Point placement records
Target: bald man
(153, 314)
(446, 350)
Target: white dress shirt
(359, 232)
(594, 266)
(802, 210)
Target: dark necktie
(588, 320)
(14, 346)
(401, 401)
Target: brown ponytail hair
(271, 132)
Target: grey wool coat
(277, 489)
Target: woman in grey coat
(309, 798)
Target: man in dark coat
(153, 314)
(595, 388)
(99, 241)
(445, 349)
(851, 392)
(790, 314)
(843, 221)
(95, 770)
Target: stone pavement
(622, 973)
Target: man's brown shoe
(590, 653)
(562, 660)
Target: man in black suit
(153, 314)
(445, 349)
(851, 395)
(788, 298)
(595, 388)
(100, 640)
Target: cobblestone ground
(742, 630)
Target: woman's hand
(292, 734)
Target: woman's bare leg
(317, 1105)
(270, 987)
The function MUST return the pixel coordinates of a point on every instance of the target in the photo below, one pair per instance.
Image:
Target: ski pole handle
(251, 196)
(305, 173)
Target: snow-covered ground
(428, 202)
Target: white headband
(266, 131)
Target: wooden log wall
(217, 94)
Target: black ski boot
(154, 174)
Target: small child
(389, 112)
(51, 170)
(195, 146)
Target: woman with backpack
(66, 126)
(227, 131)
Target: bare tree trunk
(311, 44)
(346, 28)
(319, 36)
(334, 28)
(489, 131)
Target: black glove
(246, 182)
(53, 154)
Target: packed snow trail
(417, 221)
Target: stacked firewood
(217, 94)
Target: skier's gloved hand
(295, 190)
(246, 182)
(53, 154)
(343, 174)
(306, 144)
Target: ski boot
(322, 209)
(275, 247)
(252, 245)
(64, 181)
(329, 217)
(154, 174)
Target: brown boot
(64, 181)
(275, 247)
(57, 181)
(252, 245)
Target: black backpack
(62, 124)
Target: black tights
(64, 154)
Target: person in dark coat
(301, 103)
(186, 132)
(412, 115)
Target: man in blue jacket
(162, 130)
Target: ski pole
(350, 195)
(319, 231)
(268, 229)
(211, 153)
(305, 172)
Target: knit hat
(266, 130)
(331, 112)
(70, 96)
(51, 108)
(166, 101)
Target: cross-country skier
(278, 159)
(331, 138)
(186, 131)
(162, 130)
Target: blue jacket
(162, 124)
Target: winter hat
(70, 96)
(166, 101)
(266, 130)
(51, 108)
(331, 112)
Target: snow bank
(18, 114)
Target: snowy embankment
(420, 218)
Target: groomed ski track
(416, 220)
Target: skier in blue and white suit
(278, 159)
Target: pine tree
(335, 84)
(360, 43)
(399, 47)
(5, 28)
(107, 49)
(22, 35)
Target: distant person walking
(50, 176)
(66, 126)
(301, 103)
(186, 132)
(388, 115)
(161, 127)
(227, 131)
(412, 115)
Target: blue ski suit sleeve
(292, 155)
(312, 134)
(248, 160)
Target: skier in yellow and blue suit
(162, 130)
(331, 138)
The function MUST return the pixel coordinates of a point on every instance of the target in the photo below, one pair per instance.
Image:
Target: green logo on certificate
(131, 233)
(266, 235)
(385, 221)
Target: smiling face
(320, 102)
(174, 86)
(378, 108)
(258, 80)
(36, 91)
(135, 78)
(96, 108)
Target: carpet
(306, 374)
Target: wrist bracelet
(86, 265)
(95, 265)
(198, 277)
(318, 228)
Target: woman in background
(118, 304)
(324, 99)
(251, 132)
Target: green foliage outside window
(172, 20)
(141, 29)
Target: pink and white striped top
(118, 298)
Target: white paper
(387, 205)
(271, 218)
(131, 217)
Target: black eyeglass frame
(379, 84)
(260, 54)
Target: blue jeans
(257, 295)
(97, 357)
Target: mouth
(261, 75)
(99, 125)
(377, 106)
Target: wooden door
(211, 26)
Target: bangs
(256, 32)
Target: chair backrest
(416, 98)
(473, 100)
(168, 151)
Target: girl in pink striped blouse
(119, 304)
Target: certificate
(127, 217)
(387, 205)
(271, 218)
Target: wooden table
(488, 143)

**THE TASK:**
Copy exactly the lines from the one containing "Target: smiling face" through the last line of the records, both included, and nothing else.

**EXERCISE RESULT:**
Target: smiling face
(320, 102)
(174, 86)
(378, 108)
(258, 80)
(36, 91)
(135, 78)
(96, 108)
Target: carpet
(306, 374)
Target: wrist bracelet
(86, 265)
(95, 265)
(198, 277)
(318, 228)
Target: woman in background
(118, 304)
(324, 99)
(251, 132)
Target: green foliage outside window
(172, 20)
(141, 29)
Target: pink and white striped top
(118, 298)
Target: white paper
(387, 205)
(271, 218)
(131, 217)
Target: black eyeglass frame
(379, 84)
(260, 54)
Target: blue jeans
(257, 295)
(97, 357)
Target: mouth
(261, 75)
(99, 125)
(377, 106)
Target: wooden door
(211, 26)
Target: bangs
(256, 32)
Target: chair backrest
(416, 98)
(473, 100)
(168, 151)
Target: girl in pink striped blouse
(119, 304)
Target: certificate
(127, 217)
(387, 205)
(271, 218)
Target: wooden table
(488, 143)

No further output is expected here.